▸ **WRITTEN EXERCISE 1**:
Copy every line in the entries below that contains the word "rise".

▸ **PROVIDED TEXT**:

====

# Tiny fish for 5.5 gal aquascape?



## Andrew M. (Aug 28, 2012)

What are some good, small, vibrant background fish for a 5.5 aquascape and where to buy? I was thinking galaxy rasboras but I'm not sure where I could get them here. I'm also planning to have cherry shrimp.
Heres the tank:


----------



## scott tang (Jan 29, 2012)

guppies neon tetra sory i just got bac into fw cant help much


----------



## Foxtail (Mar 14, 2012)

Scarlet badis...

Sent from my Galaxy Nexus using Tapatalk 2


----------



## shady280 (Oct 17, 2011)

mosquito/chilli rasbora. small and really red like a cherry. i have some in my 6 gal edge.


----------



## inuudo (Sep 23, 2012)

Perhaps a group of microdevario nana?


----------



## Atom (Apr 21, 2010)

Boraras Brigittae. They really brighten up in a nicely planted tank.


----------



## Livyding (Feb 6, 2013)

I wouldn't put any sort of shoaling fish in a tank that small... The whole point of getting them is to watch them swim, right? What fun is it to watch them swim around in circles all day?

Scarlet badis could work though, or a single Betta, or you could do an awesome shrimp-only tank.... There are a lot more than cherry shrimp out there.


----------



## fat fish (Jan 23, 2013)

thredfin rainbows would be nice
fantasy aquatics has your rasboras


----------



## CRS Fan (Apr 21, 2010)

I suggest Sundadanio axelrodi (aka blue/red/green Axelrod rasbora). I believe Canadian Aquatics or Fantasy Aquatics should have them in stock.

====

▸ **GIVEN INFORMATION**:
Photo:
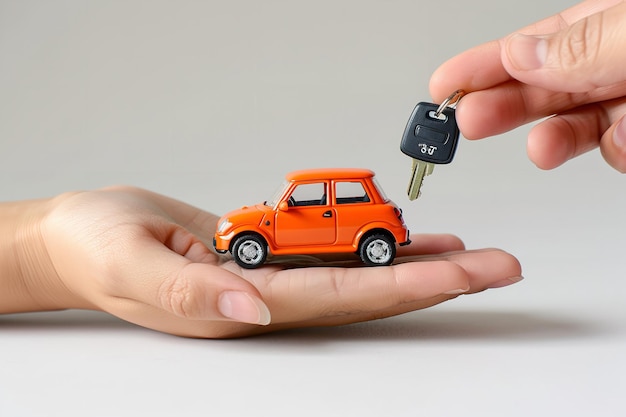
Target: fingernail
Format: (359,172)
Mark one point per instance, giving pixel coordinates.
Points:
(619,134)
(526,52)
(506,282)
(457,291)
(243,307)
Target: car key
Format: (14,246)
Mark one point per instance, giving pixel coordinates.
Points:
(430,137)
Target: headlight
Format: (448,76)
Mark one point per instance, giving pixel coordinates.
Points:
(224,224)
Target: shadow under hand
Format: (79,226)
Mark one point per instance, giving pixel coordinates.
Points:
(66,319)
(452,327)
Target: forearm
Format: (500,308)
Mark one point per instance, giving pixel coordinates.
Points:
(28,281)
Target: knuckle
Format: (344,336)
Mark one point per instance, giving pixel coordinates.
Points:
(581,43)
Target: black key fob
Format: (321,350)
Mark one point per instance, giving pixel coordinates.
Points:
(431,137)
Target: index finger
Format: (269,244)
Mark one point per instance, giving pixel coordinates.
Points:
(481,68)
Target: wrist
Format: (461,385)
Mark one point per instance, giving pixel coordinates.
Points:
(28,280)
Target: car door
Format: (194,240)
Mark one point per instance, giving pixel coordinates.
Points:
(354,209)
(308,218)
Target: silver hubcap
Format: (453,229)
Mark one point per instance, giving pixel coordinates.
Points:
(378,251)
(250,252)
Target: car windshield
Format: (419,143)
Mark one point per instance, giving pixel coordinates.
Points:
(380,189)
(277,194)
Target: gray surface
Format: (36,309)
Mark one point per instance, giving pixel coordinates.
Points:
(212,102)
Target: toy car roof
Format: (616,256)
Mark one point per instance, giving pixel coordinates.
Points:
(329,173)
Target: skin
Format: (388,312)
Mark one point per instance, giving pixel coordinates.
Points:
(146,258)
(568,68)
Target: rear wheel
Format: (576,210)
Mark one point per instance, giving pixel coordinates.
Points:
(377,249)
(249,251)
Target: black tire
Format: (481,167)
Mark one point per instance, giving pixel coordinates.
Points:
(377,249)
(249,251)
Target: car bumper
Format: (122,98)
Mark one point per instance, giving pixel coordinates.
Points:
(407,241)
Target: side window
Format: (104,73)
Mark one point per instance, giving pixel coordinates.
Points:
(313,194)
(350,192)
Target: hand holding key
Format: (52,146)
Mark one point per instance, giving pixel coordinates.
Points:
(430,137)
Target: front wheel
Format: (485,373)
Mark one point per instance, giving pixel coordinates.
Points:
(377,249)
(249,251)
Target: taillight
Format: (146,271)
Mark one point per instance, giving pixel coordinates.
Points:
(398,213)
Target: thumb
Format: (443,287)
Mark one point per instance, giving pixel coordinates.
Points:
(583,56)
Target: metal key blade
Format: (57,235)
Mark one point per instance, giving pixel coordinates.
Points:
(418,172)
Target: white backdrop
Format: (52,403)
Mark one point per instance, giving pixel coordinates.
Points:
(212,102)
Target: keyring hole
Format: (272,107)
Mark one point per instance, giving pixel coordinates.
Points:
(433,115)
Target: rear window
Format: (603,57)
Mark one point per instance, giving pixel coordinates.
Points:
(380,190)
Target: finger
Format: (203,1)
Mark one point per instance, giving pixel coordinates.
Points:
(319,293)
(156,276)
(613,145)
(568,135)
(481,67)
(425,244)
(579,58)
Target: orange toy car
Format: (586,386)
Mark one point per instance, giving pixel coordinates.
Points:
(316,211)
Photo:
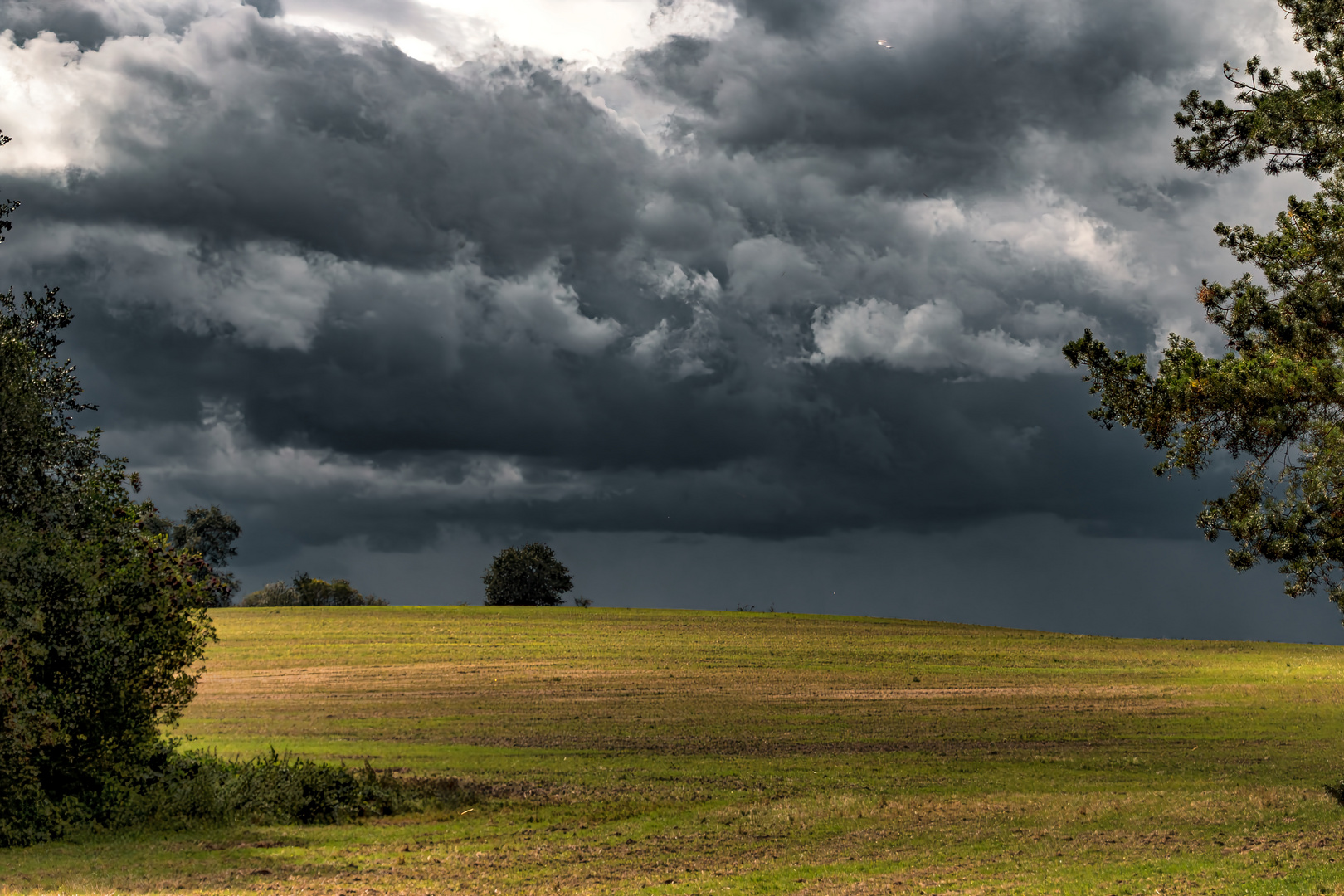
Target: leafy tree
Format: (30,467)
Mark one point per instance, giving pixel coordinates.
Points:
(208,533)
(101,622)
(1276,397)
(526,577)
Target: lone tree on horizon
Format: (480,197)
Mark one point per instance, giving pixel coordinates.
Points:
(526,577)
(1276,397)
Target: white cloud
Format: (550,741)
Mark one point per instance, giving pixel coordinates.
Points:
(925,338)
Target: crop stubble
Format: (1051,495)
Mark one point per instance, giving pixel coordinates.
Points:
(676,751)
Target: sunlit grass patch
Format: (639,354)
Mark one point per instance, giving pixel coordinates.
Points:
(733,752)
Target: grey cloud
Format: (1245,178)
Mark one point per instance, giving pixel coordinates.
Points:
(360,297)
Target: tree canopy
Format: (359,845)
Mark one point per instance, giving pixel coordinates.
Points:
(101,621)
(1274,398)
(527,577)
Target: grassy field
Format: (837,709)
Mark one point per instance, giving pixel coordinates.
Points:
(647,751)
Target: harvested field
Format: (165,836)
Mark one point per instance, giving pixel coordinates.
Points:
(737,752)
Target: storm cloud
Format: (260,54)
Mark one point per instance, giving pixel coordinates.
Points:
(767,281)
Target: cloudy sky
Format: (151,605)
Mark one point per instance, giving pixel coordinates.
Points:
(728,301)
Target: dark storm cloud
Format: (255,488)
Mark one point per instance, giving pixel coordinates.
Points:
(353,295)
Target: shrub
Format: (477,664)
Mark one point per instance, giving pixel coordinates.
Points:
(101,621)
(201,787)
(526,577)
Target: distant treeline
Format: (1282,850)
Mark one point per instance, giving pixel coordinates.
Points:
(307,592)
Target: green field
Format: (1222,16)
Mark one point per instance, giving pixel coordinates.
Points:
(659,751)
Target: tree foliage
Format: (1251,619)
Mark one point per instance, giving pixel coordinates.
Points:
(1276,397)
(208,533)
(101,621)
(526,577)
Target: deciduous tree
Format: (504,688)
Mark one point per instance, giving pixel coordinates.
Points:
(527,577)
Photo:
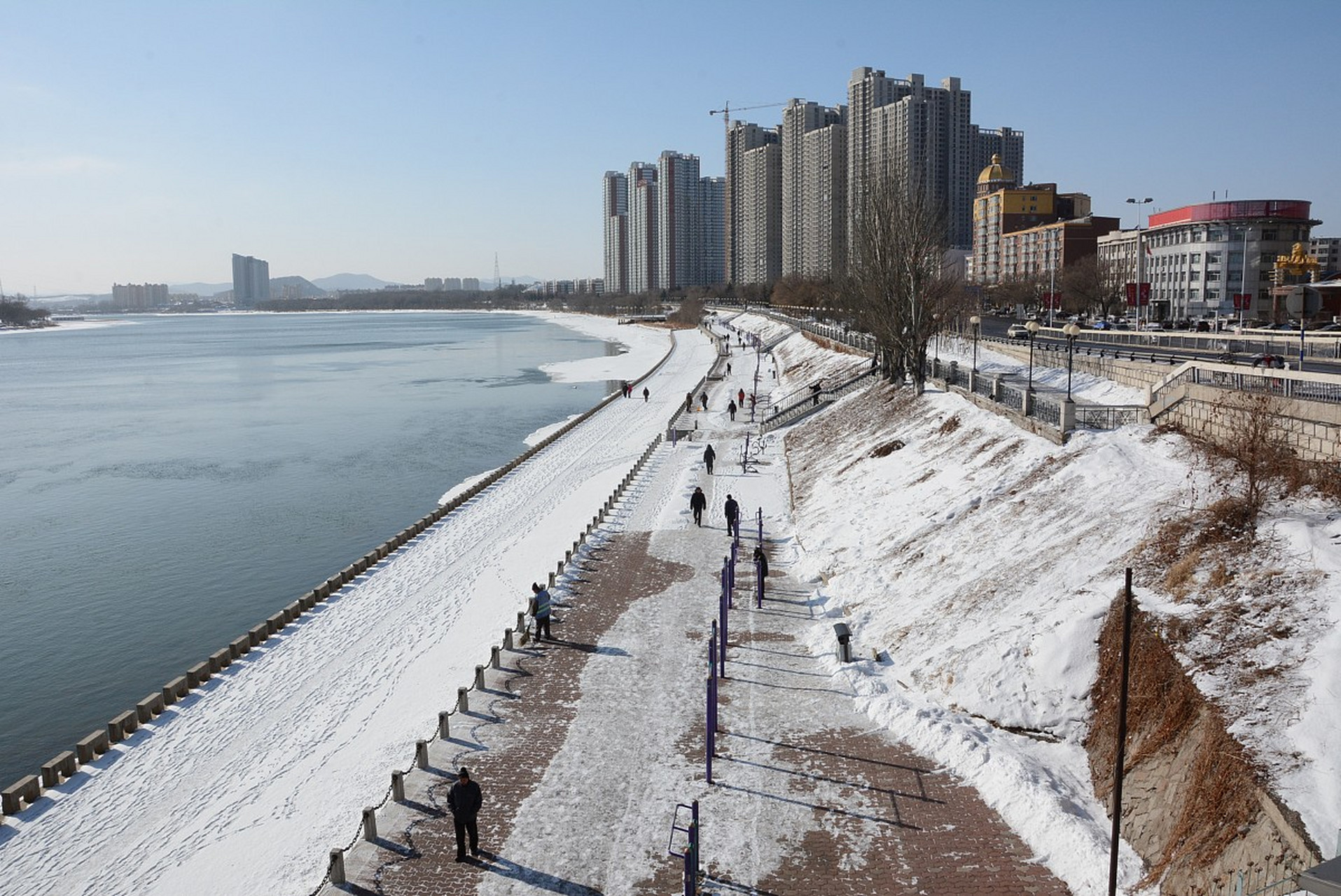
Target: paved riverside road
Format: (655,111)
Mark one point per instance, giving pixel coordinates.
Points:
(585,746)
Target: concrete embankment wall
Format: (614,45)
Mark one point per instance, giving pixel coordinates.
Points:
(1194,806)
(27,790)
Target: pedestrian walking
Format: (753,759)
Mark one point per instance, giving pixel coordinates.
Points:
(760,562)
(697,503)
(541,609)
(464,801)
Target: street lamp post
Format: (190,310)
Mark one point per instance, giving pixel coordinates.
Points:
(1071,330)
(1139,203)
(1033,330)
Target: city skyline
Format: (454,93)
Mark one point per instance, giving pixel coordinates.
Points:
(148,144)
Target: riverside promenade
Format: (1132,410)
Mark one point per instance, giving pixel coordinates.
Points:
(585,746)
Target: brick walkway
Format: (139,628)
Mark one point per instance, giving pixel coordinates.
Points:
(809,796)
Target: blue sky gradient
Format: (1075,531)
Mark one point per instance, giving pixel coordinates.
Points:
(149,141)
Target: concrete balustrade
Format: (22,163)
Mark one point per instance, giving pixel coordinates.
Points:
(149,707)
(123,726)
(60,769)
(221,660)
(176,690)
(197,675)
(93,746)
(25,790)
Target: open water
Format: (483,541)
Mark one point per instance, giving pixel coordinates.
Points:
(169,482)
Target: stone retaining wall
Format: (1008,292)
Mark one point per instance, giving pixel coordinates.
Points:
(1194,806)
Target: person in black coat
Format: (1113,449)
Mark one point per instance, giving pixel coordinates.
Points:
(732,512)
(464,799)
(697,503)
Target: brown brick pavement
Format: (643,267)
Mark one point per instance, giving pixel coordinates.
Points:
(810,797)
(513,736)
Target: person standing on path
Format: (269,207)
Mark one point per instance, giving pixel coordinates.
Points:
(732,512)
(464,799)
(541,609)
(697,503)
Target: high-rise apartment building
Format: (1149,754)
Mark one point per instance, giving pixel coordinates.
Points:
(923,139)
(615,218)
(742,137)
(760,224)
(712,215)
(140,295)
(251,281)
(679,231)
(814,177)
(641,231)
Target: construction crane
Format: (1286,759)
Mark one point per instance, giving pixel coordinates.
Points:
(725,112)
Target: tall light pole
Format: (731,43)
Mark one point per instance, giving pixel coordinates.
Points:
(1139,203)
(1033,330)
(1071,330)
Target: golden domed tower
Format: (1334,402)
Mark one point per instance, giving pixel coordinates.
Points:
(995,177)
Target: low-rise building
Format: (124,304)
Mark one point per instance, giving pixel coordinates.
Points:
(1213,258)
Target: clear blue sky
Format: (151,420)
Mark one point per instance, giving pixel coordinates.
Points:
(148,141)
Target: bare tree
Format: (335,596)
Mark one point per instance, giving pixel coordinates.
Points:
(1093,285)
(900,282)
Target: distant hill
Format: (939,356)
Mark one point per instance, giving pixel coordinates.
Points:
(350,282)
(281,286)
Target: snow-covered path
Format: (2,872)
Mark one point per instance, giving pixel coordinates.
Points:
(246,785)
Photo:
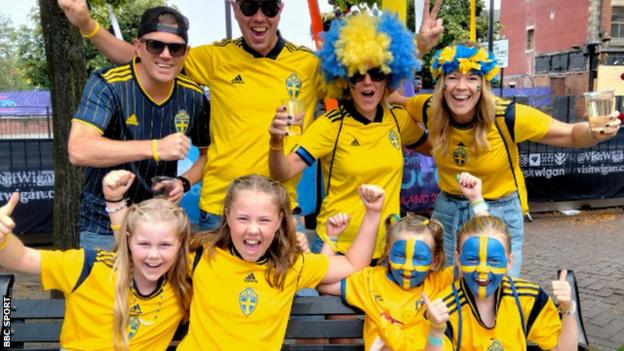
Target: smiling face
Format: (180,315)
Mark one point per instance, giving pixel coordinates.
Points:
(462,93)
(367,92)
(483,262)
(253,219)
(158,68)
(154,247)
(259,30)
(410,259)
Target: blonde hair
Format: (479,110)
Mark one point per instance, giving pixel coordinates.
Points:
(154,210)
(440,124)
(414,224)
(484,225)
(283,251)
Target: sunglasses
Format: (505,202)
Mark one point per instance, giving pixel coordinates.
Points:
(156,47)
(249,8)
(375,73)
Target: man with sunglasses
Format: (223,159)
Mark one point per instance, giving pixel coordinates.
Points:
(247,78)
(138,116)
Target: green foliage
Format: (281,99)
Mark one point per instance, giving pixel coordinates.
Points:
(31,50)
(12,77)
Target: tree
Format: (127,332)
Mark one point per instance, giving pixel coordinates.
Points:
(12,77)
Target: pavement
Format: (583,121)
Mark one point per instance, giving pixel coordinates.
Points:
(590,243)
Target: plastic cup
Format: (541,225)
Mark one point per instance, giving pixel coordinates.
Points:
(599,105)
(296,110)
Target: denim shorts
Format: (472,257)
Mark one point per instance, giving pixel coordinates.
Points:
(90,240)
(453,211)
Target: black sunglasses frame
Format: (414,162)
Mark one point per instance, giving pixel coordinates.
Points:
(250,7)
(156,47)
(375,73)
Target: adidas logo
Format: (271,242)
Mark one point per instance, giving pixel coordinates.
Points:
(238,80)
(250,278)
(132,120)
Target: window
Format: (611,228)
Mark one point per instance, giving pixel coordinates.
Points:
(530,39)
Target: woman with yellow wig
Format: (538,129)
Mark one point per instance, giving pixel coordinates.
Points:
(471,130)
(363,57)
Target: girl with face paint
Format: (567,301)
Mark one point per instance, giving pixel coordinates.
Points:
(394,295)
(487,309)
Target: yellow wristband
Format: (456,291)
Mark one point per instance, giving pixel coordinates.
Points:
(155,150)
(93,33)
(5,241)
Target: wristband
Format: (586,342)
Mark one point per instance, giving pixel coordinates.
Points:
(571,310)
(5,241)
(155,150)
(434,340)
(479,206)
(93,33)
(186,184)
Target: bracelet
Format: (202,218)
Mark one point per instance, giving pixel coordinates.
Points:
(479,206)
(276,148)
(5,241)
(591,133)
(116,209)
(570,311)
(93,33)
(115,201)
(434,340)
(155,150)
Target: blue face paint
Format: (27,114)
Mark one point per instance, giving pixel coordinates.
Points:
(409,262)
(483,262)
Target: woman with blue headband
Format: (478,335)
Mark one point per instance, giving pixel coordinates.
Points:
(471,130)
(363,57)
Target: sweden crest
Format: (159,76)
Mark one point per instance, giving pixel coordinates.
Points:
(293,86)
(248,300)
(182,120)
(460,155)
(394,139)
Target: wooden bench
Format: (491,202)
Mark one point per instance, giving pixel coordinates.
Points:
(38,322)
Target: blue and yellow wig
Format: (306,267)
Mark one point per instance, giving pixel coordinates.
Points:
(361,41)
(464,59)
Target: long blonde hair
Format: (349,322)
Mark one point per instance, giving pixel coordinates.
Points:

====

▸ **WRITTEN EXERCISE 2**:
Write what comes next in the forum thread above about tiny fish for a 5.5-gallon aquascape, picking up after its last post.

▸ **OUTPUT 1**:
Target: high-rise apartment building
Target: low-rise building

▸ **OUTPUT 2**:
Best regards,

Stuart


----------



## arash53 (Aug 13, 2011)

Clown killifish

Sent from Petguide.com App


----------



## Grandwitch (Jan 30, 2013)

Endler Guppies would do well. I have a 4 gal Nano with baby Starfire Danios. They never stop swimming and are a Bright Reddish Pink color. Kept in a group of 5 they are Stunning! This is my first attempt at breeding them. They are like swimming hairs. I'm very excited! Good Luck!


----------



## Tazzy_toon (Jul 25, 2011)

Wow, alot of good ideas. I've been keeping my eye on this thread because i'm going to be setting up a 5 gal for my kids  Curious to know what you pic out of all these awesome suggestions.


----------



## Flear (Dec 8, 2012)

a 5 gallon ?, really ?
Dwarf pygmy goby Pandaka pygmaea
9mm adult

i'm always going to wonder why people think such small tanks for fish are acceptable.

as for the dwarf pygmy goby, ... if you can find them, their diet is listed as 'plankton', no idea if phyto or zoo.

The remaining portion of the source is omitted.